*** TEXTO SELECIONADO

Tais critérios também servem para diferenciar a união estável do chamado namoro qualificado, aquele que se prolonga por muito tempo, mas não chega a apresentar todos os requisitos essenciais para que a família presente esteja configurada. Um dos primeiros a utilizar tal expressão entre nós foi o Professor Euclides de Oliveira, em suas brilhantes palestras sobre a “escalada do afeto” (o seu instigante texto sobre o tema pode ser encontrado em: <http://www.ibdfam.org.br/_img/congressos/anais/13.pdf>).
Mais recentemente, Zeno Veloso escreveu sobre o assunto em preciosa obra recém-lançada, que congrega a análise de vários temas por esse grande jurista. Ao tratar do namoro qualificado, ensina-nos o Mestre do Pará:
“Nem sempre é fácil distinguir essa situação – a união estável – de outra, o namoro, que também se apresenta informalmente no meio social. Numa feição moderna, aberta, liberal, especialmente se entre pessoas adultas, maduras, que já vêm de relacionamentos anteriores (alguns bem-sucedidos, outros nem tanto), eventualmente com filhos dessas uniões pretéritas, o namoro implica, igualmente, convivência íntima – inclusive, sexual –, os namorados coabitam, frequentam as respectivas casas, comparecem a eventos sociais, viajam juntos, demonstram para os de seu meio social ou profissional que entre os dois há uma afetividade, um relacionamento amoroso. E quanto a esses aspectos, ou elementos externos, objetivos, a situação pode se assemelhar – e muito – a uma união estável. Parece, mas não é! Pois falta um elemento imprescindível da entidade familiar, o elemento interior, anímico, subjetivo: ainda que o relacionamento seja prolongado, consolidado, e por isso tem sido chamado de 'namoro qualificado', os namorados, por mais profundo que seja o envolvimento deles, não desejam e não querem – ou ainda não querem – constituir uma família, estabelecer uma entidade familiar, conviver numa comunhão de vida, no nível do que os antigos chamavam de affectio maritalis. Ao contrário da união estável, tratando-se de namoro – mesmo do tal namoro qualificado –, não há direitos e deveres jurídicos, mormente de ordem patrimonial entre os namorados. Não há, então, que falar-se de regime de bens, alimentos, pensão, partilhas, direitos sucessórios, por exemplo” (VELOSO, Zeno. Direito Civil: temas. Belém: ANOREGPA, 2018. p. 313).
Como se pode perceber também das lições transcritas, o que é fundamental para a configuração de um ou outro instituto é o objetivo de constituição de família, o que é retirado do comportamento das partes envolvidas e do reconhecimento social de haver no relacionamento uma família presente.

******
*** DADOS ARMAZENADOS

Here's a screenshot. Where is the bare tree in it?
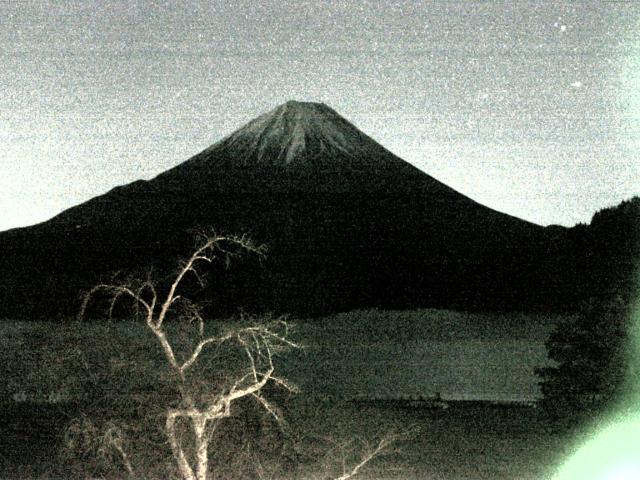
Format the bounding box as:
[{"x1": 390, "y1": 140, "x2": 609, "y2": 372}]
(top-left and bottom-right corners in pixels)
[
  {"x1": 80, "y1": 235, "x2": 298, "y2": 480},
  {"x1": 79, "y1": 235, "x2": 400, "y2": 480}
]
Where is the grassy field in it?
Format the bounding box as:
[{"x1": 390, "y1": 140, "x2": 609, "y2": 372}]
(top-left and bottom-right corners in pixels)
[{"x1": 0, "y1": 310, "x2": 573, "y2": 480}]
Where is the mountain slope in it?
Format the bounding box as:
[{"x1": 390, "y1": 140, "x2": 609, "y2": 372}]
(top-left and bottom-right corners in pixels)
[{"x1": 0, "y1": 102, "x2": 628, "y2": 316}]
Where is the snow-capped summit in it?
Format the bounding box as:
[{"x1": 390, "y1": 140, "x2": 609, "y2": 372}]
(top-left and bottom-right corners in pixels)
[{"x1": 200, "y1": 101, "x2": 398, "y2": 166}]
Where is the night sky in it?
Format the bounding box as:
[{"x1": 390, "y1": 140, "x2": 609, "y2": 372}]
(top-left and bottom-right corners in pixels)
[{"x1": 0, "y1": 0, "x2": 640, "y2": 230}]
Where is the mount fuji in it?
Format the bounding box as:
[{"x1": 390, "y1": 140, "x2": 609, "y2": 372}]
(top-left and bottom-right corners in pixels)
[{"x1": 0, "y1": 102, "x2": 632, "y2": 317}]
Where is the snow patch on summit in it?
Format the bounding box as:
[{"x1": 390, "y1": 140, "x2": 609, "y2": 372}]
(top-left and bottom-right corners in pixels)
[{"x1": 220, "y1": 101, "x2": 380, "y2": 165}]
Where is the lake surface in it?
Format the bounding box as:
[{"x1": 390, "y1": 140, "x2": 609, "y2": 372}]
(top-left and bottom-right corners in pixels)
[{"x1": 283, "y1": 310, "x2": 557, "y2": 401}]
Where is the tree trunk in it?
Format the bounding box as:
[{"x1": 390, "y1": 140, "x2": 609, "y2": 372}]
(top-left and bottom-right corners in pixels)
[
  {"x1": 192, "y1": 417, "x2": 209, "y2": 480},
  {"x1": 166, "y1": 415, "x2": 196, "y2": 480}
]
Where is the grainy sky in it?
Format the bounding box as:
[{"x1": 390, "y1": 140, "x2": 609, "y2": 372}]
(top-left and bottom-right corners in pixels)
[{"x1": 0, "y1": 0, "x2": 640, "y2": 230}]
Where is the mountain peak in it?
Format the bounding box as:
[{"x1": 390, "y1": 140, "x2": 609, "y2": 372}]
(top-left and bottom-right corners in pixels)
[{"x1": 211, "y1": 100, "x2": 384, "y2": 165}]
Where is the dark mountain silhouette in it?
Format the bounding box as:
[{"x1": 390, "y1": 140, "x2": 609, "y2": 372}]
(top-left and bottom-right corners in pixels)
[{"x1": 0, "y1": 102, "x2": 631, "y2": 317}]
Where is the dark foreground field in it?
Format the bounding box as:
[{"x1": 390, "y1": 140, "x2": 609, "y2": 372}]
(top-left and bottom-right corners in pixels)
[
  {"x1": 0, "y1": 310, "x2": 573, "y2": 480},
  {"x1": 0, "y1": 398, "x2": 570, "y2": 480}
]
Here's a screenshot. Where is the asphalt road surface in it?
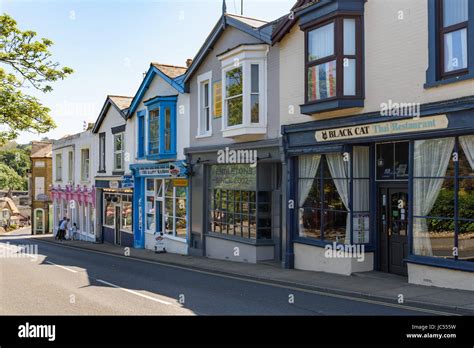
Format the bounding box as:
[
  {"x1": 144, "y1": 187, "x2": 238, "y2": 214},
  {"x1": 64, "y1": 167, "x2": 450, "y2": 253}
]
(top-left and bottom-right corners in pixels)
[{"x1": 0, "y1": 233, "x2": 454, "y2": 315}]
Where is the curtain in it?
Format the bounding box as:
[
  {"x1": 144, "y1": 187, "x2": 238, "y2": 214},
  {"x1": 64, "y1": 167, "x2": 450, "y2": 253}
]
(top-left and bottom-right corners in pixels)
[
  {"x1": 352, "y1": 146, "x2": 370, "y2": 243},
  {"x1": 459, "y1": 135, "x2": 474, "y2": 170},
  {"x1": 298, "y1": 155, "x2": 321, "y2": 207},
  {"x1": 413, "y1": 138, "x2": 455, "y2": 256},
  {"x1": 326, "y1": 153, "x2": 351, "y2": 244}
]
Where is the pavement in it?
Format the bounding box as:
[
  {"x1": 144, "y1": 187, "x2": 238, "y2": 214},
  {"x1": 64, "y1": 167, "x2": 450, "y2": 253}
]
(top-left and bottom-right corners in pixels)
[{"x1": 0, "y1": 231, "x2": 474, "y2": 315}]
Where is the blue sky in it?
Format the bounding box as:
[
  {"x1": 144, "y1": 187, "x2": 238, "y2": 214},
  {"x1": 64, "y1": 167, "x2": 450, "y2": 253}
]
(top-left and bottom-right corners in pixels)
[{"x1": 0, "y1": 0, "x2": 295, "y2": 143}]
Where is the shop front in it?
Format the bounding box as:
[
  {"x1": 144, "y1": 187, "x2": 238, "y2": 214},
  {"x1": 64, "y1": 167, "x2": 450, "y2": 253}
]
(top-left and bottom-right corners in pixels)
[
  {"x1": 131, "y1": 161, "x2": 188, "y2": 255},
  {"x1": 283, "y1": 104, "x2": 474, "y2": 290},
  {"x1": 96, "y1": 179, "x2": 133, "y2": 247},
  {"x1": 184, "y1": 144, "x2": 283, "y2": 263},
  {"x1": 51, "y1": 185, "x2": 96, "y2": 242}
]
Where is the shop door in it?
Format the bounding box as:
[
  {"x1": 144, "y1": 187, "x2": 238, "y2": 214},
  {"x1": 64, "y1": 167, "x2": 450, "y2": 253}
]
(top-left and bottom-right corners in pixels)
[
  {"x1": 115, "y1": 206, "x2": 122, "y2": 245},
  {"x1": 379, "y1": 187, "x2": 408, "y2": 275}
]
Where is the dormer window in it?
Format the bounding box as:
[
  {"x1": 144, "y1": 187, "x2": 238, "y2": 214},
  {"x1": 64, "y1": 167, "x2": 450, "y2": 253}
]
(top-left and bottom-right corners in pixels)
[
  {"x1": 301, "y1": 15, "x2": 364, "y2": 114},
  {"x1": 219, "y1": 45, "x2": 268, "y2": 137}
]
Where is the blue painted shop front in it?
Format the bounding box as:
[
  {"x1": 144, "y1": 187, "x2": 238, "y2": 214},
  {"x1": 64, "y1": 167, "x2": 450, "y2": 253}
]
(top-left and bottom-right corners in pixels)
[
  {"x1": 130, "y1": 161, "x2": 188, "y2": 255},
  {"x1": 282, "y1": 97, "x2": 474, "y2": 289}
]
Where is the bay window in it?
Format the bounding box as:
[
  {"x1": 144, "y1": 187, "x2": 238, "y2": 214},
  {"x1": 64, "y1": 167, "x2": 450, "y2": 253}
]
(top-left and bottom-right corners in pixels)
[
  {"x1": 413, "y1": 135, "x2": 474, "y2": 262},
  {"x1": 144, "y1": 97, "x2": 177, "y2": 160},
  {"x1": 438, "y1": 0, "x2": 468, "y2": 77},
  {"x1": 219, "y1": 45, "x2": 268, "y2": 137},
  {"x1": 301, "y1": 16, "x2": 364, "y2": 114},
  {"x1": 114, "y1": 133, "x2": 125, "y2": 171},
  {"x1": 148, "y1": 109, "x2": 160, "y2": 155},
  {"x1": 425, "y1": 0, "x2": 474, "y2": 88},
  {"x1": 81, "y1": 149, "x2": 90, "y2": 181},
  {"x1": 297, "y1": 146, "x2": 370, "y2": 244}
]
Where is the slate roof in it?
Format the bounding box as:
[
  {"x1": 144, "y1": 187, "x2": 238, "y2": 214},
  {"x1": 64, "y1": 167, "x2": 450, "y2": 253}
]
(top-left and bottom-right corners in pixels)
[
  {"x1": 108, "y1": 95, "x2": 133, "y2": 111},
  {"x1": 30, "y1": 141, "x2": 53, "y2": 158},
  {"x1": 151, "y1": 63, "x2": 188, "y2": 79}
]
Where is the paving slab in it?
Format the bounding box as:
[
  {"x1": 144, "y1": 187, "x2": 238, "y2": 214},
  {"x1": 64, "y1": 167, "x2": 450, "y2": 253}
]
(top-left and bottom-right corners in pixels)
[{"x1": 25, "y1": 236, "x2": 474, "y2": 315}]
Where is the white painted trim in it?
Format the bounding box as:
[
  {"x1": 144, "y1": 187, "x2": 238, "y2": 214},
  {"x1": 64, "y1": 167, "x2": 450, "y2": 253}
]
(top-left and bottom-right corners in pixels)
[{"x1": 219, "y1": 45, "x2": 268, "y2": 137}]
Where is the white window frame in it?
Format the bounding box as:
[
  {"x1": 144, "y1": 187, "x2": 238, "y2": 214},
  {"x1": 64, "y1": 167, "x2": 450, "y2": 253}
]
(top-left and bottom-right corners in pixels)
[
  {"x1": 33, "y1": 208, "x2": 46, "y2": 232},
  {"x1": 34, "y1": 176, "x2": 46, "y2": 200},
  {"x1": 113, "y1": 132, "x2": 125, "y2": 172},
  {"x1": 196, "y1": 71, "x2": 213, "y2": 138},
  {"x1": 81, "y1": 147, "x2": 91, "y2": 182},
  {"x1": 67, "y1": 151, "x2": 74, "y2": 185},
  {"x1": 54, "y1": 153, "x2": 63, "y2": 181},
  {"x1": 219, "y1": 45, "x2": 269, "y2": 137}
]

******

* **INSTRUÇÕES E REQUISITOS**:
Dê continuidade ao texto sobre união estável e namoro qualificado, começando logo depois da última frase apresentada.

* **RESPOSTA AO PROBLEMA**:
Assim como ocorre no âmbito da doutrina, podem ser encontradas decisões que utilizam o termo namoro qualificado para denotar o namoro longo, em que não há a presença dos requisitos familiares de uma união estável. De importante precedente do Superior Tribunal de Justiça extrai-se o seguinte:
“Na relação de namoro qualificado os namorados não assumem a condição de conviventes porque assim não desejam, são livres e desimpedidos, mas não tencionam naquele momento ou com aquela pessoa formar uma entidade familiar. Nem por isso vão querer se manter refugiados, já que buscam um no outro a companhia alheia para festas e viagens, acabam até conhecendo um a família do outro, posando para fotografias em festas, pernoitando um na casa do outro com frequência, ou seja, mantêm verdadeira convivência amorosa, porém, sem objetivo de constituir família” (STJ, REsp 1.263.015/RN, 3ª Turma, Rel. Min Nancy Andrighi, julgado em 19/06/2012, DJe 26/06/2012).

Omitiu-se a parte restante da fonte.